Angezeigter Text:
---
Nach grundlosem Kindesentzug: Klinik muss 20 000 Euro zahlen
MÜNCHEN - Schwere Vorwürfe hat die Haunersche Kinderklinik gegen das Laimer Elternpaar Ugur und Ezo Yalcin erhoben: Die Ärzte diagnostizierten fälschlich Kindesmisshandlung bei der damals viereinhalb Jahre alten Tochter Daria. Die Eltern hatten deshalb das Sorgerecht verloren und klagten jetzt erfolgreich.
Es ist der Albtraum aller Eltern: Das Kind zieht sich zu Hause eine Kopfverletzung zu. Aus Sorge wird die kleine Daria von Vater Ugur (36) und Mutter Ezo (34) ins Krankenhaus gebracht und plötzlich sind sie einem schlimmen Verdacht ausgesetzt – Misshandlung des eigenen Kindes. Der Behördenapparat springt an. Polizei, Jugendamt, Entzug des Sorgerechts.
---
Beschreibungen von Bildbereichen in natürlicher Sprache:
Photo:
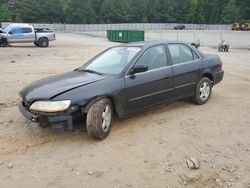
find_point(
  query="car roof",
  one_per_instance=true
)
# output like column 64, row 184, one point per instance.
column 19, row 25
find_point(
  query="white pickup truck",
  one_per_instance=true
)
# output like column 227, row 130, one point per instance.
column 25, row 33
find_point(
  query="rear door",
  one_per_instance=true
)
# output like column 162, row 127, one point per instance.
column 186, row 65
column 21, row 34
column 153, row 86
column 28, row 34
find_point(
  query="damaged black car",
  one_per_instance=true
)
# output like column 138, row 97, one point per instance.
column 121, row 81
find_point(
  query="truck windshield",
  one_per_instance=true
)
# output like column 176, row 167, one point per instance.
column 113, row 61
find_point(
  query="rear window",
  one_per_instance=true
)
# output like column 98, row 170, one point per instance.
column 181, row 53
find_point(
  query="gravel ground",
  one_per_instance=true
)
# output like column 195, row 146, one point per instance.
column 149, row 149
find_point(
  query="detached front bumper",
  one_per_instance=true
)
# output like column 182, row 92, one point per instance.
column 59, row 122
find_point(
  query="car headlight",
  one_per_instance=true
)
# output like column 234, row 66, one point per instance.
column 50, row 106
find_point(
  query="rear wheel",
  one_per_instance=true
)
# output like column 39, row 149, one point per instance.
column 43, row 42
column 203, row 91
column 99, row 119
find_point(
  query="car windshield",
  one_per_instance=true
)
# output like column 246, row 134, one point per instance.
column 113, row 61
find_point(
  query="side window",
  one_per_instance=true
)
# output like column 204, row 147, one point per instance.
column 27, row 30
column 154, row 57
column 181, row 53
column 16, row 31
column 195, row 56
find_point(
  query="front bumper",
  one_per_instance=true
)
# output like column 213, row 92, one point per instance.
column 218, row 77
column 59, row 122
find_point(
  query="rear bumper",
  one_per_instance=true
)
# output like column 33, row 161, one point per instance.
column 218, row 77
column 59, row 122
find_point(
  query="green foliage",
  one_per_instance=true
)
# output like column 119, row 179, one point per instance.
column 5, row 14
column 125, row 11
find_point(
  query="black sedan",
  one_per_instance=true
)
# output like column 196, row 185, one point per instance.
column 121, row 81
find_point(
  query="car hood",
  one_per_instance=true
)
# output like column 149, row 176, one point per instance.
column 50, row 87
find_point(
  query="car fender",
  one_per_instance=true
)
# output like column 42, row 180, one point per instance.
column 117, row 105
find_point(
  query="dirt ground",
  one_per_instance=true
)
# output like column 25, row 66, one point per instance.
column 146, row 150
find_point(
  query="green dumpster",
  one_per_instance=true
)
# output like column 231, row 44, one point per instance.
column 125, row 35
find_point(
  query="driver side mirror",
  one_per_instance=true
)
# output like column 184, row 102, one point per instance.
column 138, row 69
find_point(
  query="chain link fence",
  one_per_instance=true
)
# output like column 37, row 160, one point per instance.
column 129, row 26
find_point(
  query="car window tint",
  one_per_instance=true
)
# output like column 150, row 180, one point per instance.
column 154, row 57
column 16, row 30
column 195, row 56
column 180, row 53
column 27, row 30
column 112, row 61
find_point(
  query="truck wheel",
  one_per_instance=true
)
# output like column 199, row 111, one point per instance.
column 43, row 42
column 203, row 91
column 99, row 119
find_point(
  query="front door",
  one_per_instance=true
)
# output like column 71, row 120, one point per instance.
column 186, row 65
column 153, row 86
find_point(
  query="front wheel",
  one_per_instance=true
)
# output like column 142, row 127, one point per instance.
column 43, row 42
column 99, row 119
column 203, row 91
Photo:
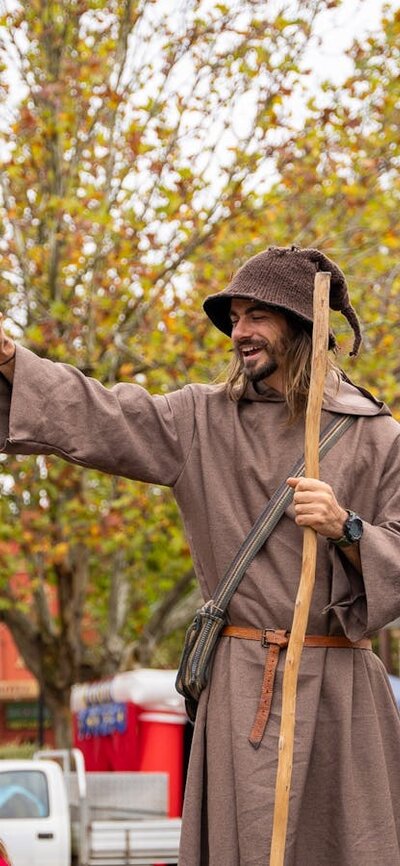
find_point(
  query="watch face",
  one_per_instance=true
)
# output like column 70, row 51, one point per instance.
column 353, row 527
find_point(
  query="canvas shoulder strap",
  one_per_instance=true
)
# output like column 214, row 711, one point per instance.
column 268, row 519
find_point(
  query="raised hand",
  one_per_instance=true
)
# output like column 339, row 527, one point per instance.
column 7, row 350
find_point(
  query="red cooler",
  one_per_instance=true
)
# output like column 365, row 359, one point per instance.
column 161, row 750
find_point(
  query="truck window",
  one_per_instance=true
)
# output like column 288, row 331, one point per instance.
column 23, row 794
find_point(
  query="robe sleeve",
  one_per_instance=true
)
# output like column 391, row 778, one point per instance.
column 366, row 602
column 53, row 408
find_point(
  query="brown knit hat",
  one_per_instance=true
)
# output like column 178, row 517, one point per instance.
column 284, row 277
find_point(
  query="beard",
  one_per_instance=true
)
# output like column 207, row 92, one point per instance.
column 263, row 372
column 271, row 364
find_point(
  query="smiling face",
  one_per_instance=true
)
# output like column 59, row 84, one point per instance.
column 260, row 336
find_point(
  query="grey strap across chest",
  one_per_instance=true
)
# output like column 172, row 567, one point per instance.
column 268, row 519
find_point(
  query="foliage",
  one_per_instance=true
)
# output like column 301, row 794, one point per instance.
column 131, row 165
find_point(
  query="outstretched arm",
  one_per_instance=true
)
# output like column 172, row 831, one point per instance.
column 7, row 353
column 53, row 408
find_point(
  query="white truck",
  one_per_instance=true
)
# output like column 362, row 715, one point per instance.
column 54, row 813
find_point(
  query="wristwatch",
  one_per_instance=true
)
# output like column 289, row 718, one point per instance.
column 352, row 530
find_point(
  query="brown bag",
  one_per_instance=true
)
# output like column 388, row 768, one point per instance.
column 203, row 633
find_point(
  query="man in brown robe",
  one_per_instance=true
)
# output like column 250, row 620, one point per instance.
column 224, row 450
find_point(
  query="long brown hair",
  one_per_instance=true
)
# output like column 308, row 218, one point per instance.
column 296, row 368
column 4, row 854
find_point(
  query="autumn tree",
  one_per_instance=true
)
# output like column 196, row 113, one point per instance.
column 138, row 138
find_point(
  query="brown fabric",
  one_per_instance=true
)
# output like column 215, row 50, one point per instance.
column 222, row 461
column 274, row 641
column 280, row 638
column 284, row 277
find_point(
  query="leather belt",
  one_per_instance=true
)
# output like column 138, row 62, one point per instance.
column 274, row 640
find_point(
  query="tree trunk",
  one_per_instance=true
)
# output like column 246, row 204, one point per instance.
column 61, row 719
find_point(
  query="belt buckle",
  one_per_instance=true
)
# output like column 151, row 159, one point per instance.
column 264, row 637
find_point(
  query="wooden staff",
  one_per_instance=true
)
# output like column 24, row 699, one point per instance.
column 307, row 578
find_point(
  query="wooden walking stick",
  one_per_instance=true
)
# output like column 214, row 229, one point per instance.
column 307, row 578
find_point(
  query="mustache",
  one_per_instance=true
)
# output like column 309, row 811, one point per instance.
column 240, row 344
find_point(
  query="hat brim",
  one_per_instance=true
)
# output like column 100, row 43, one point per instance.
column 218, row 307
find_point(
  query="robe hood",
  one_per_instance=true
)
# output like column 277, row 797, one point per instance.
column 341, row 396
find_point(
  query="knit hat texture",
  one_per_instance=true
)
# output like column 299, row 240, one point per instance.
column 284, row 277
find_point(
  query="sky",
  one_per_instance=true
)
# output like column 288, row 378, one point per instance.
column 337, row 29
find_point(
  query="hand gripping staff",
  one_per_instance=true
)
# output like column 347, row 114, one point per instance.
column 320, row 339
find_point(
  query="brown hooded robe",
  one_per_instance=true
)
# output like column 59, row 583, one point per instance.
column 223, row 461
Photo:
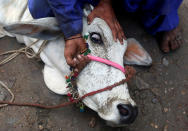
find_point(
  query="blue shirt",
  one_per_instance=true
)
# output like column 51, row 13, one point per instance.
column 69, row 13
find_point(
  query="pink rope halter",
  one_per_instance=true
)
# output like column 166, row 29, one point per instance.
column 105, row 61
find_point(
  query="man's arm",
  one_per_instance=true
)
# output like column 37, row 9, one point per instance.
column 69, row 16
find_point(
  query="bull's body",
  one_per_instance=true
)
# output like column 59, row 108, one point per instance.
column 95, row 76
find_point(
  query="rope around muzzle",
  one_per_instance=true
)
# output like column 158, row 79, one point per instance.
column 30, row 54
column 130, row 72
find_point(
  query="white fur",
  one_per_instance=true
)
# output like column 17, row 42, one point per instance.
column 93, row 77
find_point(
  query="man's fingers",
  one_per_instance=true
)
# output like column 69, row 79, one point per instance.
column 70, row 61
column 80, row 58
column 120, row 38
column 90, row 17
column 121, row 31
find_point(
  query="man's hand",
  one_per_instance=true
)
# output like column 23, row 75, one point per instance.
column 73, row 47
column 105, row 11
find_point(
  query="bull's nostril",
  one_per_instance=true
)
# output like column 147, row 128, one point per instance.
column 128, row 113
column 123, row 110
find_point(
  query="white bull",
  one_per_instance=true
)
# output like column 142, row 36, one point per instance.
column 115, row 106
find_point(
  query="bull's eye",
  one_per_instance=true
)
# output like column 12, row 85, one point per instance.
column 96, row 38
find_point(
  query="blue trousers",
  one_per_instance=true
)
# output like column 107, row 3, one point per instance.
column 156, row 15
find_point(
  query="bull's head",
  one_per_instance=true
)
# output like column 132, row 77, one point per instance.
column 115, row 106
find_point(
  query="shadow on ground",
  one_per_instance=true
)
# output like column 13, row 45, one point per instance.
column 160, row 91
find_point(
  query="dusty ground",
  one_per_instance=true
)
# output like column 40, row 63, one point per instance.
column 160, row 91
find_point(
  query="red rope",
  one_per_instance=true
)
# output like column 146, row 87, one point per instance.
column 130, row 73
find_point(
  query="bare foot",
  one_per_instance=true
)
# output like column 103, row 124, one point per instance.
column 170, row 40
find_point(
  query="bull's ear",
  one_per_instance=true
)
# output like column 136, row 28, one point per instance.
column 87, row 9
column 136, row 54
column 44, row 28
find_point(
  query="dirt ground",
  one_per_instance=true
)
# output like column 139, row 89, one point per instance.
column 161, row 91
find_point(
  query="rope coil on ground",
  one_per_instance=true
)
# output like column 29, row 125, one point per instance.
column 13, row 54
column 12, row 95
column 26, row 50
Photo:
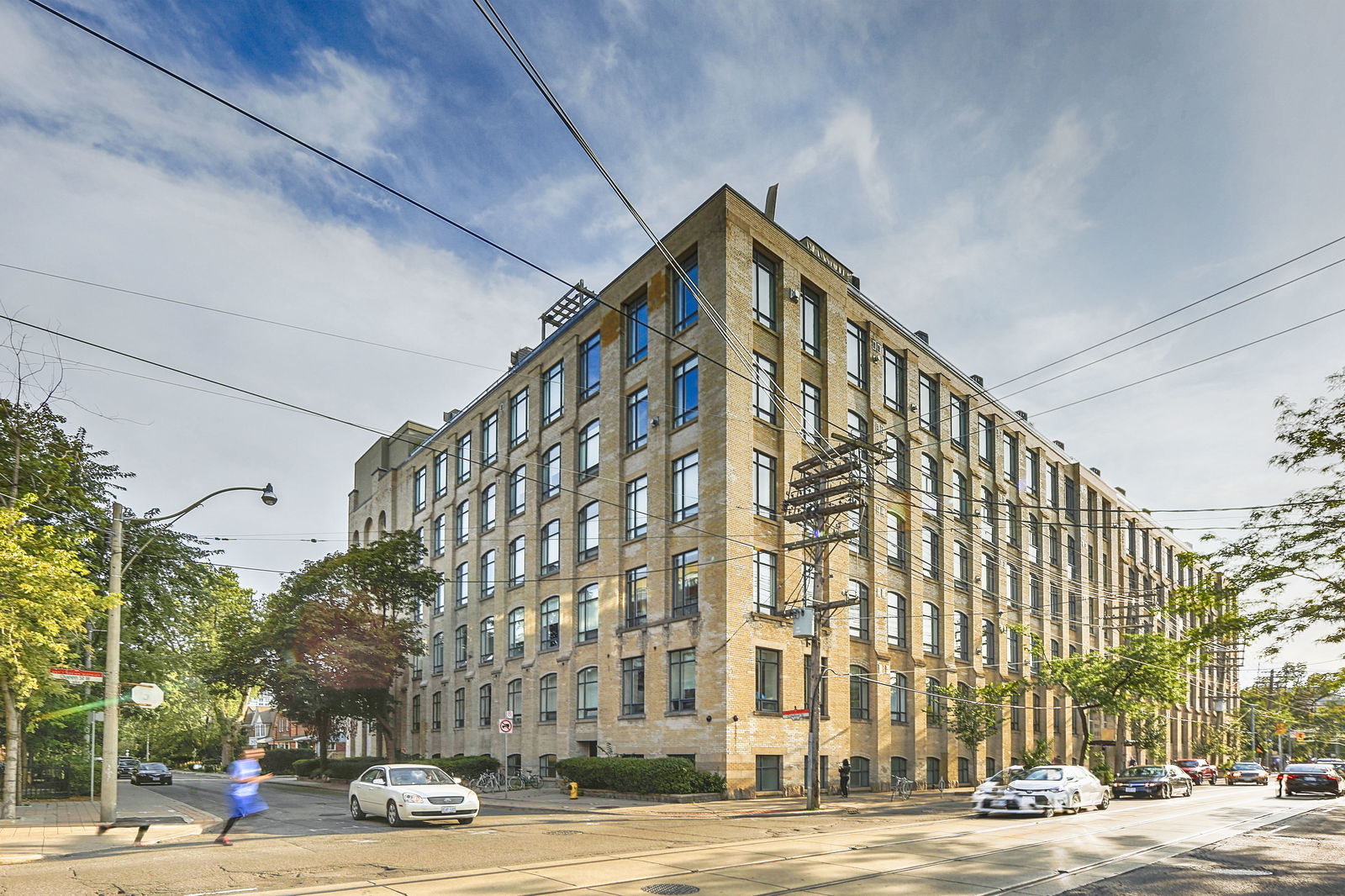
---
Aufgabe: Wie alt war Daria laut dem Text über den Kindesentzug, als die Ärzte fälschlich Kindesmisshandlung diagnostizierten? Stütze dich ausschließlich auf den Text.

Lösung: Sie war viereinhalb Jahre alt.